[TASKS FOR THIS EXERCISE]
• 1. In the review of The Greatest Showman, turn the paragraph beginning "So Phineas hangs posters" into a short list that keeps its main facts.
• 2. Pick up the review of The Greatest Showman where it stops and keep writing it.

═══ TEXT PASSAGE

Phineas is a hard-working husband and father who has a flare for creativity and innovation. Right now, though, he’s unemployed and just needs a job to feed his two daughters in 1800s America.
Desperate, he risks everything and borrows $10,000 to open a downtown museum of “oddities.” It’ll have everything not seen in other museums – even wax figures and the world’s tallest giraffe (stuffed, of course).
Sadly, though, no one comes. His young daughters think they know the problem.
“You have too many dead things in your museum,” one says. The museum, they tell him, needs “something sensational.”
So Phineas hangs posters up throughout the city searching for “Unique Persons and Curiosities.” He soon finds them: a bearded woman with an incredible singing voice, a man with hair all over his face, an obese person dubbed the “world’s heaviest man,” and a short man the size of a child. Soon, they’re part of a circus-like show that is drawing thousands of fans. Phineas, also known as P.T. Barnum, is now world famous.
It’s all part of The Greatest Showman (PG), a musical now in theaters that is loosely based on the life and career of Barnum. It stars Hugh Jackman (Les Misérables, Logan) as Barnum; Michelle Williams (Manchester By The Sea) as his wife Charity; and Zac Efron (the High School Musical series) as his business partner Phillip Carlyle.
Here’s what parents should know:
1. It’s mostly clean. The violence, romance and coarse language are all minimal. We see a couple of fights, including a brawl between a drunk mob and the circus performers. We also see a man slap a teen boy. The movie has a couple of bar scenes. The bearded woman wears several low-cut dresses that exhibit cleavage. An opera singer named Jenny Lind puts her head on Barnum’s shoulder in a train scene and they seem destined for an adulterous affair, but he rebuffs her advances. Later, we see an unmarried couple kiss a couple of times. In the language realm, there are about three misuses of “God,” and a few examples of “d—n” in a song (although it’s easily missed).

══════
═══ GIVEN INFORMATION

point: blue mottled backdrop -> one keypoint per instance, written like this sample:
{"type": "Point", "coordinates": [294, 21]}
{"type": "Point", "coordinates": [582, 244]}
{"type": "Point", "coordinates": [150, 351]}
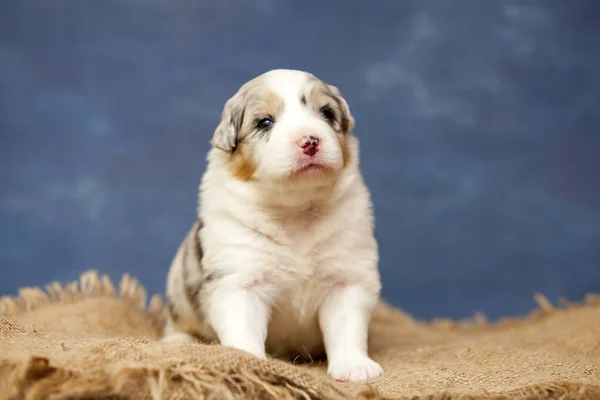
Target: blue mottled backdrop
{"type": "Point", "coordinates": [478, 122]}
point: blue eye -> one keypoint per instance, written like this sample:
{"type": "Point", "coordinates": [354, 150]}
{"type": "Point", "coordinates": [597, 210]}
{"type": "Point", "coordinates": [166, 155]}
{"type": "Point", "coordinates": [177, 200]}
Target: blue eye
{"type": "Point", "coordinates": [327, 113]}
{"type": "Point", "coordinates": [264, 123]}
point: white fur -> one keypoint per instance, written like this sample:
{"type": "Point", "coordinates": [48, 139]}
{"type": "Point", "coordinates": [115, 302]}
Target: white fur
{"type": "Point", "coordinates": [298, 258]}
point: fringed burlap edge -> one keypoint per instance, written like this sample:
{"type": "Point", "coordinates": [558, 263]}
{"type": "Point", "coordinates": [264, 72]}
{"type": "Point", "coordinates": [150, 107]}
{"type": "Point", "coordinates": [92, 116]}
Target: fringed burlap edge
{"type": "Point", "coordinates": [39, 379]}
{"type": "Point", "coordinates": [545, 308]}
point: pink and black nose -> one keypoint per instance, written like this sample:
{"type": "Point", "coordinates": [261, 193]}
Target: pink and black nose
{"type": "Point", "coordinates": [309, 145]}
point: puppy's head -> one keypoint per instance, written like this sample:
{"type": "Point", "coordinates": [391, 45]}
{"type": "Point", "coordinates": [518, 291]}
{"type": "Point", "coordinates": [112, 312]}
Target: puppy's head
{"type": "Point", "coordinates": [286, 125]}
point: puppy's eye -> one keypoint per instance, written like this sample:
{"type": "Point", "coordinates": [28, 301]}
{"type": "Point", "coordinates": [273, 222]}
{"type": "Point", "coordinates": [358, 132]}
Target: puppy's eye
{"type": "Point", "coordinates": [264, 123]}
{"type": "Point", "coordinates": [327, 113]}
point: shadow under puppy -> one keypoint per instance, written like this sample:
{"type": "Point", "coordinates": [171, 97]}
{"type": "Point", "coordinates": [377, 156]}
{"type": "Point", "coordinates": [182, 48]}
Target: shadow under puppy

══════

[EXERCISE RESULTS]
• 1.
- Phineas puts up posters across the city looking for "Unique Persons and Curiosities."
- He soon finds a bearded woman with an incredible singing voice, a man with hair all over his face, an obese man called the "world's heaviest man," and a short man the size of a child.
- They join a circus-like show that draws thousands of fans.
- Phineas, also known as P.T. Barnum, becomes world famous.

• 2.
2. It has a pro-family element. Barnum’s love for his wife and daughters is admirable. He takes his show on the road and misses several important family moments – such as his daughter’s ballet performances – but repents by the movie’s end. The family-like bond among the circus performers also is inspiring. A white man and black woman fall for one another, despite society’s negative reaction.
3. It’s wonderful. Especially for fans of musicals. I walked out of the theater wanting to watch it again. The music is a different genre than what was featured in the 2016 hit La La Land, although it and the choreography are just as catchy. Perhaps that’s not surprising, as two of the men who wrote the music for The Greatest Showman (Benj Pasek and Justin Paul) also worked on La La Land. As musicals go, it just might be better than La La Land.
4. It has several solid lessons. The Greatest Showman gives us lessons on overcoming bullying/stigmatizations (the circus performers), standing up for the downtrodden (as did Barnum, Carlyle), doing what is right – in love and business (Barnum, Carlyle), and prioritizing your family (Barnum).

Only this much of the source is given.